*Work to be completed:* Scale every row below by writing all its lines out again, requests included, with each x and y coordinate in the answers multiplied by 1.65 and rounded to the nearest whole number, halves rounding up. Leave the pictures out of your answer.

*Records provided:*
-*-*-
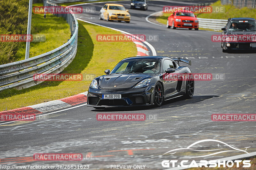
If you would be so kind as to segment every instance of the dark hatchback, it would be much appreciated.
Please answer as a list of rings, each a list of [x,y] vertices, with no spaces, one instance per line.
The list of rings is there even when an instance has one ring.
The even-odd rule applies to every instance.
[[[148,8],[147,0],[132,0],[131,2],[131,9],[140,9],[147,10]]]
[[[223,30],[222,36],[224,37],[221,42],[221,48],[223,52],[238,50],[256,50],[256,42],[252,41],[256,34],[255,19],[245,18],[229,18],[225,27],[221,30]],[[249,36],[251,37],[247,40],[249,41],[246,41],[246,38]],[[239,41],[239,38],[234,39],[233,38],[234,37],[240,38],[242,41]],[[243,40],[245,41],[243,41]],[[250,41],[251,40],[251,41]]]

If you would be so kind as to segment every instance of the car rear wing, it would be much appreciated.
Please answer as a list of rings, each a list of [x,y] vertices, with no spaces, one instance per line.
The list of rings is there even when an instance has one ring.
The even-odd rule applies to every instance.
[[[187,59],[184,59],[184,58],[180,58],[180,57],[179,57],[178,58],[172,58],[172,59],[174,61],[178,62],[178,64],[179,65],[180,65],[180,63],[179,63],[179,62],[180,61],[181,62],[183,62],[183,63],[187,63],[189,65],[191,65],[191,60],[187,60]]]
-*-*-
*Worked answer:*
If you would be so kind as to segment every instance of the dark hatchback, it would be much appreciated.
Please answer as a list of rings, each a list of [x,y] vertices, with no spaces, one instance per line.
The list of rings is there even when an instance has one ring.
The even-odd rule applies to every instance.
[[[244,13],[243,0],[218,0],[216,3],[216,15],[231,15],[243,17]]]
[[[368,50],[366,59],[370,61],[365,69],[365,79],[368,86],[393,83],[422,83],[422,69],[416,68],[422,56],[421,31],[404,30],[378,30],[371,45],[365,50]],[[411,59],[414,61],[408,66],[411,68],[406,68],[406,63]],[[394,68],[394,63],[386,64],[384,63],[386,61],[396,63],[399,68]],[[401,66],[404,68],[401,68]],[[413,68],[414,66],[414,68]]]

If you would be so kind as to segment every instance of the car rear wing, it would be much appreciated.
Please answer as a list of rings, each a list of [x,y] vertices, with no spaces, one instance per line.
The list of rings is there even when an instance has one ring.
The even-odd rule applies to every instance.
[[[309,97],[304,97],[304,96],[297,96],[297,94],[295,94],[294,96],[284,96],[284,97],[287,101],[294,102],[294,106],[295,107],[297,107],[297,104],[295,104],[295,102],[297,101],[299,102],[302,102],[302,104],[309,104],[312,107],[315,107],[315,99],[309,99]]]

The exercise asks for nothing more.